>> begin Material for this exercise

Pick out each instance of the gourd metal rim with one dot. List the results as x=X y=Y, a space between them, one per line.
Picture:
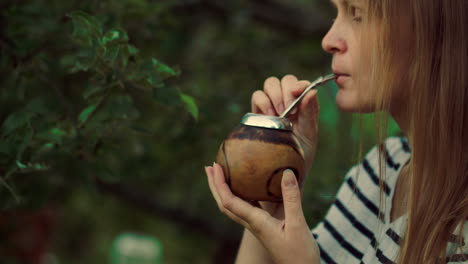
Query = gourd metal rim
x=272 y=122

>> end Material for this exercise
>> begin Material for this exercise

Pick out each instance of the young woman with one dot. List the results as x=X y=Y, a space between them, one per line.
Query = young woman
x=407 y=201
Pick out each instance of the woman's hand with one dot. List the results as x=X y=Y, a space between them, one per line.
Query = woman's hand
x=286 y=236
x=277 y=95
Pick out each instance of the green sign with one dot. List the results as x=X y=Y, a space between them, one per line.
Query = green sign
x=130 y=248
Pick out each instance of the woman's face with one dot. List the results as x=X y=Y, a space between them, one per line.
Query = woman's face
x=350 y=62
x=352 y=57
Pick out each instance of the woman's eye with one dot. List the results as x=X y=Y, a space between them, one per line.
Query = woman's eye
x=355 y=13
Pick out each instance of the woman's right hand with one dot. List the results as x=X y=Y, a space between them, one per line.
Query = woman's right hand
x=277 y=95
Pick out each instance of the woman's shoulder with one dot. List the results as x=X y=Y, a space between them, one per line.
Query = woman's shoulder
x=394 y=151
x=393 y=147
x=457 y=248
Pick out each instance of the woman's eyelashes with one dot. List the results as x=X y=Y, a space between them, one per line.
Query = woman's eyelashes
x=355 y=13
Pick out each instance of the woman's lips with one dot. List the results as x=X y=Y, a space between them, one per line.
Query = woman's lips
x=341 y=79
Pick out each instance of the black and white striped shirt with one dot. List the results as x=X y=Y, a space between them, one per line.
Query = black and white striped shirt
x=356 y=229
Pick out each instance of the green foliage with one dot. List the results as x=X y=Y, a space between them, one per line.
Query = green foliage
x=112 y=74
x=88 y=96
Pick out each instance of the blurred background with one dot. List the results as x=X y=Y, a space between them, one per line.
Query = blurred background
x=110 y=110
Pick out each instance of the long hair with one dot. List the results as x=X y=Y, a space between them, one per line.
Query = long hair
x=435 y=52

>> end Material for this exercise

Aim: Return, word for word, the rows from the line containing "Pick out each instance of the woman's right" through the line containing "x=457 y=248", with both of those lines included.

Output:
Pick out each instance of the woman's right hand with one dot. List the results as x=X y=Y, a space between them, one per line.
Query = woman's right hand
x=277 y=95
Pick out each instance of the woman's shoulder with one dot. List the results as x=X y=Y, a space between them, one per line.
Query = woman's shoulder
x=394 y=151
x=393 y=147
x=457 y=248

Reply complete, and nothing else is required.